**EXERCISE**
Show every line in the rows below that contains the word "fallen", copying each such line in full. Case counts.

**DATASET**
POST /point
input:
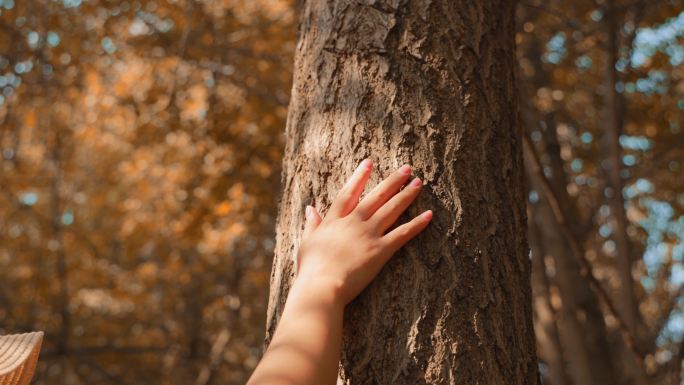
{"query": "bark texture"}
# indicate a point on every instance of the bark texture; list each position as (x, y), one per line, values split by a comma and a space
(429, 83)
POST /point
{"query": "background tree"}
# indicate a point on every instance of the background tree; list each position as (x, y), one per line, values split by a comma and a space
(431, 85)
(140, 152)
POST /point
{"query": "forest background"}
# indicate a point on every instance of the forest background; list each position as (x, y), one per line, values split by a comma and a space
(140, 150)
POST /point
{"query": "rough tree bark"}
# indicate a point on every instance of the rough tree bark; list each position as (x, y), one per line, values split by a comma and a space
(429, 83)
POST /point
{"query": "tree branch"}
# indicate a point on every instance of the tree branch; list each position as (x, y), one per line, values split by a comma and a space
(586, 271)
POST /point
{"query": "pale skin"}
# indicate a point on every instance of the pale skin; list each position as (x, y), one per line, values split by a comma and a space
(338, 257)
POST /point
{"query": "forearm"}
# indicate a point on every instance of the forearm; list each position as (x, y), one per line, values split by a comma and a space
(306, 345)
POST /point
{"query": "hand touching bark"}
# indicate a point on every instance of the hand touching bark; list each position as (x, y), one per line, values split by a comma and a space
(347, 249)
(338, 257)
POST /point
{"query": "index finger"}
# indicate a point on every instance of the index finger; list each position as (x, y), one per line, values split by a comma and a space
(348, 197)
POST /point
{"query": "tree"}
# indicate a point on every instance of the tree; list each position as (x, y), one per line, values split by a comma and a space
(430, 84)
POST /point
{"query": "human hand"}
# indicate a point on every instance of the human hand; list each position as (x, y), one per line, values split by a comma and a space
(343, 252)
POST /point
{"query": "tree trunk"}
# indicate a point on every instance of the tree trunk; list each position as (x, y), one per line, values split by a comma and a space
(429, 83)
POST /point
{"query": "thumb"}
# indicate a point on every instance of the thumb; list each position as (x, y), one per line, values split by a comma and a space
(313, 219)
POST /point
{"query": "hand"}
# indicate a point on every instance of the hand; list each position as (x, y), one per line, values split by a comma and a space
(346, 250)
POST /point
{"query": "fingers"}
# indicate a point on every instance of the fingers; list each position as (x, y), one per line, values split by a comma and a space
(313, 219)
(398, 237)
(349, 196)
(386, 215)
(383, 192)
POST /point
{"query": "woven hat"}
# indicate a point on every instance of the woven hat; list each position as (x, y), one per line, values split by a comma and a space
(18, 357)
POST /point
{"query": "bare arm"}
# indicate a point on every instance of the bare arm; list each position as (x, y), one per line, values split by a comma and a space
(339, 256)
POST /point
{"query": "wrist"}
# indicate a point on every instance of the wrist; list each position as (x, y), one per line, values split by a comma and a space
(318, 291)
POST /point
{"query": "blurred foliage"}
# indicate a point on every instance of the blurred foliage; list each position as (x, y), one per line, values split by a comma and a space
(564, 65)
(140, 165)
(141, 145)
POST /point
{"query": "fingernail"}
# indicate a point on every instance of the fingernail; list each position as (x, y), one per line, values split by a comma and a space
(366, 163)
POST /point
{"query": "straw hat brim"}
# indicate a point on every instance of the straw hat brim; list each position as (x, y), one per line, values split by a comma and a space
(18, 357)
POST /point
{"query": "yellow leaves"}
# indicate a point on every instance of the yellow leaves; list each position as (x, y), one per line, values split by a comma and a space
(147, 271)
(222, 208)
(30, 119)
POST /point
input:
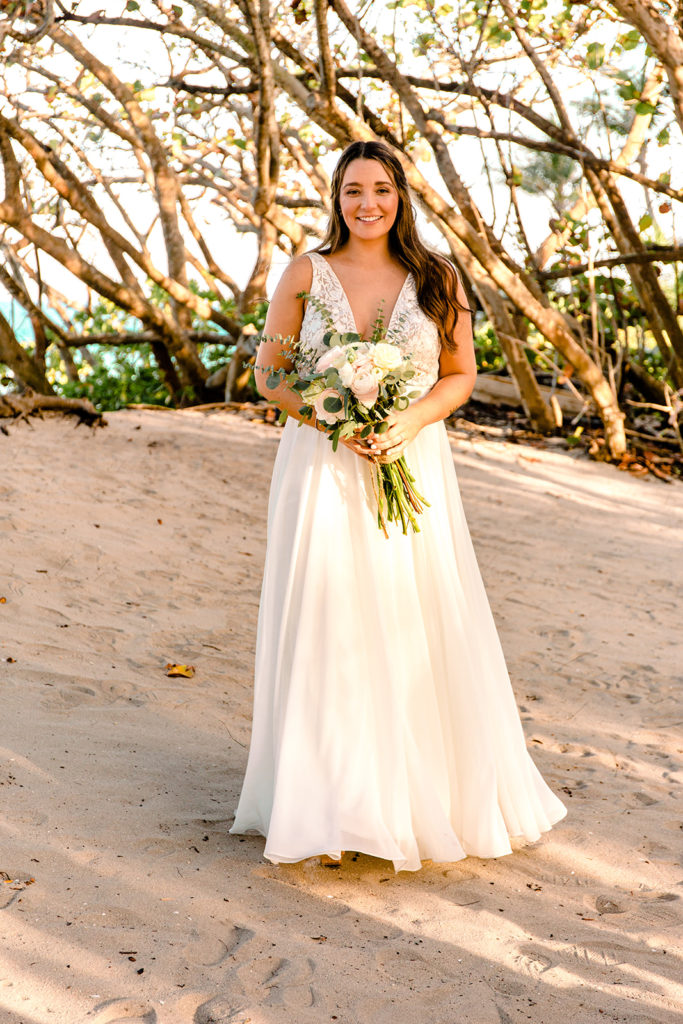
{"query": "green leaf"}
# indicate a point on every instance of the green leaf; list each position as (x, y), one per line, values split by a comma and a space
(630, 40)
(595, 55)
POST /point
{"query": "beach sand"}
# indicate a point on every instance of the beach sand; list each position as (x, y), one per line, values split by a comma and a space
(124, 899)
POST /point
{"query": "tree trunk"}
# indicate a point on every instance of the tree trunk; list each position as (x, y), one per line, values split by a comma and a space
(17, 359)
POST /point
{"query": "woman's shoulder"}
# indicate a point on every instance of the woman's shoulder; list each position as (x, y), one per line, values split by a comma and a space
(298, 273)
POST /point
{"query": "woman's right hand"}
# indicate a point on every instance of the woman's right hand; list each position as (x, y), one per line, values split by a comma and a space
(358, 445)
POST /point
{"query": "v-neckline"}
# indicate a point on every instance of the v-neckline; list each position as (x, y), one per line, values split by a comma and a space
(347, 301)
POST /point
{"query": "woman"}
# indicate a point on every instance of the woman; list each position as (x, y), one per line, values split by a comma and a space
(384, 719)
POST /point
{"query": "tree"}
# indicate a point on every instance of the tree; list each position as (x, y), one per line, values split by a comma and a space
(257, 95)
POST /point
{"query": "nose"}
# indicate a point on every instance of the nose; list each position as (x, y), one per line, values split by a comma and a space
(368, 201)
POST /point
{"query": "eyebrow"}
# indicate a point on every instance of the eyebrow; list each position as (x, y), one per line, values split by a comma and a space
(357, 184)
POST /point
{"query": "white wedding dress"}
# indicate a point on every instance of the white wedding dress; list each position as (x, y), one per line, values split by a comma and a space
(384, 719)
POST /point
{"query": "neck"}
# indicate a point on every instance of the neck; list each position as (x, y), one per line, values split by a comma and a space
(367, 252)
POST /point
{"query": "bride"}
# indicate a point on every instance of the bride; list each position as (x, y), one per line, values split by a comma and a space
(384, 719)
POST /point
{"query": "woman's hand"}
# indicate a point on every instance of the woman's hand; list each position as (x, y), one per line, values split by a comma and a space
(357, 444)
(403, 428)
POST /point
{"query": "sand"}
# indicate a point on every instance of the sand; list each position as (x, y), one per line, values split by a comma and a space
(123, 896)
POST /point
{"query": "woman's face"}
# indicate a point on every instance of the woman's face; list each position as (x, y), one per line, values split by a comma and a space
(368, 199)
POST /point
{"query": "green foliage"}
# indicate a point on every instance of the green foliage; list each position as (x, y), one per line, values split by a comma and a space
(487, 350)
(121, 376)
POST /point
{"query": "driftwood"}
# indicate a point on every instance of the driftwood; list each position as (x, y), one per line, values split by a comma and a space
(502, 391)
(19, 407)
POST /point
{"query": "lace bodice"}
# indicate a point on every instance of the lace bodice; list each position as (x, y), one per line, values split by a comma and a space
(409, 327)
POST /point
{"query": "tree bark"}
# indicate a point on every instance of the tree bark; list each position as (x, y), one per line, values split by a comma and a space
(17, 359)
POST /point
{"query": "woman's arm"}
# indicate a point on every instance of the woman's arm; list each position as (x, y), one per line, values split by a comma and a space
(283, 325)
(456, 382)
(285, 317)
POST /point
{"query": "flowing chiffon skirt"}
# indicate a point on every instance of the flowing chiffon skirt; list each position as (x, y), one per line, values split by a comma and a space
(384, 719)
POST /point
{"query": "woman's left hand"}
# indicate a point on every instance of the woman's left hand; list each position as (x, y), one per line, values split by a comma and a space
(403, 428)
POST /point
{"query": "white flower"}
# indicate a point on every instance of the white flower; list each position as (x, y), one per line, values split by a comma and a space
(346, 374)
(386, 356)
(336, 357)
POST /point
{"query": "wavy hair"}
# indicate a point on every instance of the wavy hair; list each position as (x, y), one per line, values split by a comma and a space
(435, 276)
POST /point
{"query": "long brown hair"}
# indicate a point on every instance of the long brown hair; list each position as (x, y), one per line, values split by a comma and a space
(435, 276)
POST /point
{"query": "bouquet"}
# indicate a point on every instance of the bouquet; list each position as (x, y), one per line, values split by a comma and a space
(352, 388)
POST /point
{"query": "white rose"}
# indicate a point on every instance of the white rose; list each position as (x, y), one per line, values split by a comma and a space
(336, 357)
(386, 356)
(346, 375)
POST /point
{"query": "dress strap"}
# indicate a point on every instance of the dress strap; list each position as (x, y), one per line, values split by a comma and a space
(318, 264)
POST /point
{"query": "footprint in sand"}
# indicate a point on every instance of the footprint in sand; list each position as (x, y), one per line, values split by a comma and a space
(65, 697)
(123, 1012)
(279, 983)
(531, 962)
(7, 897)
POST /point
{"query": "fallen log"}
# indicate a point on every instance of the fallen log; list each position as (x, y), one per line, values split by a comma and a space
(19, 407)
(501, 390)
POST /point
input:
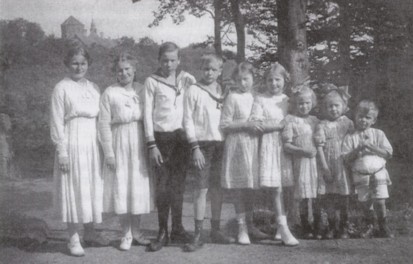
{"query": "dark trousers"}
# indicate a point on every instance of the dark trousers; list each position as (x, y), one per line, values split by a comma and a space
(170, 177)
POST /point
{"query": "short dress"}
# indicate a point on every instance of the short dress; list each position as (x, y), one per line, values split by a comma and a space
(73, 127)
(330, 135)
(240, 158)
(299, 131)
(275, 168)
(127, 189)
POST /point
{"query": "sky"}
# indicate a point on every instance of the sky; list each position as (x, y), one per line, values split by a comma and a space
(115, 18)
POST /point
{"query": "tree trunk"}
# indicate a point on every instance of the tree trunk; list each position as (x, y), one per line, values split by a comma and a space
(292, 38)
(217, 27)
(240, 29)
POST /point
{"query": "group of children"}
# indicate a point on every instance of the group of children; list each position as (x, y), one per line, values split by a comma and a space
(233, 139)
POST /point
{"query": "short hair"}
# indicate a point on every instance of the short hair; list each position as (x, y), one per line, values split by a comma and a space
(243, 68)
(76, 50)
(278, 69)
(124, 57)
(304, 90)
(366, 106)
(210, 57)
(167, 47)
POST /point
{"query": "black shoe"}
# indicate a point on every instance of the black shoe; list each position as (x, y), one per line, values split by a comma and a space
(368, 232)
(161, 241)
(179, 235)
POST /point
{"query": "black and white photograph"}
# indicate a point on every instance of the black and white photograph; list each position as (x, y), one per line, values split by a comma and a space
(206, 131)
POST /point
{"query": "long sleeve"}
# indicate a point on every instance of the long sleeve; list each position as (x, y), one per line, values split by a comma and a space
(57, 121)
(104, 126)
(149, 96)
(188, 122)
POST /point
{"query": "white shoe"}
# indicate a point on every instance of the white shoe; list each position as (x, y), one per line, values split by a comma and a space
(286, 237)
(75, 247)
(125, 243)
(277, 235)
(243, 237)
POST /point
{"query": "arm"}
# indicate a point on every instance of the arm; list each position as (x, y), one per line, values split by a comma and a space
(105, 131)
(57, 127)
(189, 126)
(154, 153)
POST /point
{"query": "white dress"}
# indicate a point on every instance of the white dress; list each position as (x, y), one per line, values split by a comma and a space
(240, 159)
(275, 169)
(74, 111)
(127, 189)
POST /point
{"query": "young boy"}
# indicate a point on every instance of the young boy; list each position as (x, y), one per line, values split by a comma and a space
(366, 152)
(167, 144)
(202, 114)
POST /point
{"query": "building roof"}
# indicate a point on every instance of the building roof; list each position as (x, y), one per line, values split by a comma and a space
(72, 21)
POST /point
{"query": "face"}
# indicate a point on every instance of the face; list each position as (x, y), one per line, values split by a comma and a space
(210, 72)
(169, 61)
(365, 120)
(304, 105)
(245, 82)
(275, 84)
(78, 66)
(334, 107)
(125, 72)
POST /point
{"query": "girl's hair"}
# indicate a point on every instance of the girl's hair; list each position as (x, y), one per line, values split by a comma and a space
(304, 90)
(168, 47)
(278, 69)
(76, 50)
(125, 57)
(243, 68)
(366, 106)
(211, 57)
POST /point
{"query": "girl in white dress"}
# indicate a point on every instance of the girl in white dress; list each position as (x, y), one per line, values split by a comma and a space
(270, 108)
(125, 171)
(74, 111)
(240, 159)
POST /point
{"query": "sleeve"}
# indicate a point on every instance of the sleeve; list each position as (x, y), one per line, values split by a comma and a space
(104, 125)
(149, 98)
(319, 135)
(57, 121)
(257, 112)
(287, 133)
(228, 112)
(189, 107)
(384, 142)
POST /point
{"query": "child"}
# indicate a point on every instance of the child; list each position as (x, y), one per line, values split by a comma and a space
(298, 140)
(121, 134)
(166, 141)
(334, 183)
(202, 113)
(240, 159)
(366, 151)
(74, 111)
(270, 108)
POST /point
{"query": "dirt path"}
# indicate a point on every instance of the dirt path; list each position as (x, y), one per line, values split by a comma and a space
(34, 198)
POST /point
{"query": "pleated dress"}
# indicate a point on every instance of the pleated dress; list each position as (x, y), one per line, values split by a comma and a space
(73, 125)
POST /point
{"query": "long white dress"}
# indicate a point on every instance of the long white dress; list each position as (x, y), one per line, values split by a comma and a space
(127, 189)
(240, 159)
(74, 111)
(275, 170)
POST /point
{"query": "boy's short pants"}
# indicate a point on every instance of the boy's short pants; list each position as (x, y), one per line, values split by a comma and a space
(210, 175)
(372, 186)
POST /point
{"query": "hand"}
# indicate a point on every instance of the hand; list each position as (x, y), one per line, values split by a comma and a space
(327, 174)
(309, 152)
(155, 157)
(111, 163)
(64, 164)
(198, 158)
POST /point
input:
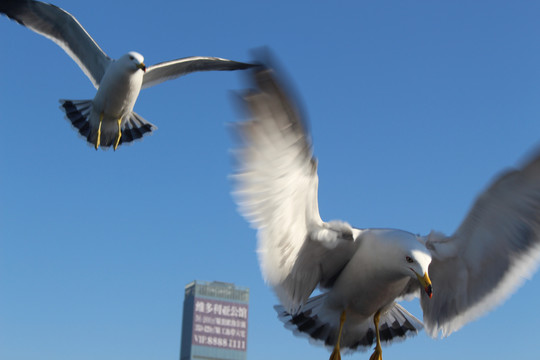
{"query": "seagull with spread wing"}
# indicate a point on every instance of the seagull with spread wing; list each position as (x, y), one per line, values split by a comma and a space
(108, 119)
(363, 273)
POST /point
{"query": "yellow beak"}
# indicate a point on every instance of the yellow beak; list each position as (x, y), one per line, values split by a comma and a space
(426, 284)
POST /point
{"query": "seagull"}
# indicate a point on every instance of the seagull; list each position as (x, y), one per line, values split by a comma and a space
(108, 119)
(362, 274)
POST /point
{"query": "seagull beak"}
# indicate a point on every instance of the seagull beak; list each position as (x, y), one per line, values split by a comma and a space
(426, 284)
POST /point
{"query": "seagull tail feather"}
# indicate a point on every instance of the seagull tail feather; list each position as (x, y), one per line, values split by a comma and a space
(79, 113)
(320, 324)
(135, 127)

**REPLY**
{"query": "fallen log"}
# indicate a point on every instance of the fallen log; list each position as (x, y), one per line, values split by a comma and a space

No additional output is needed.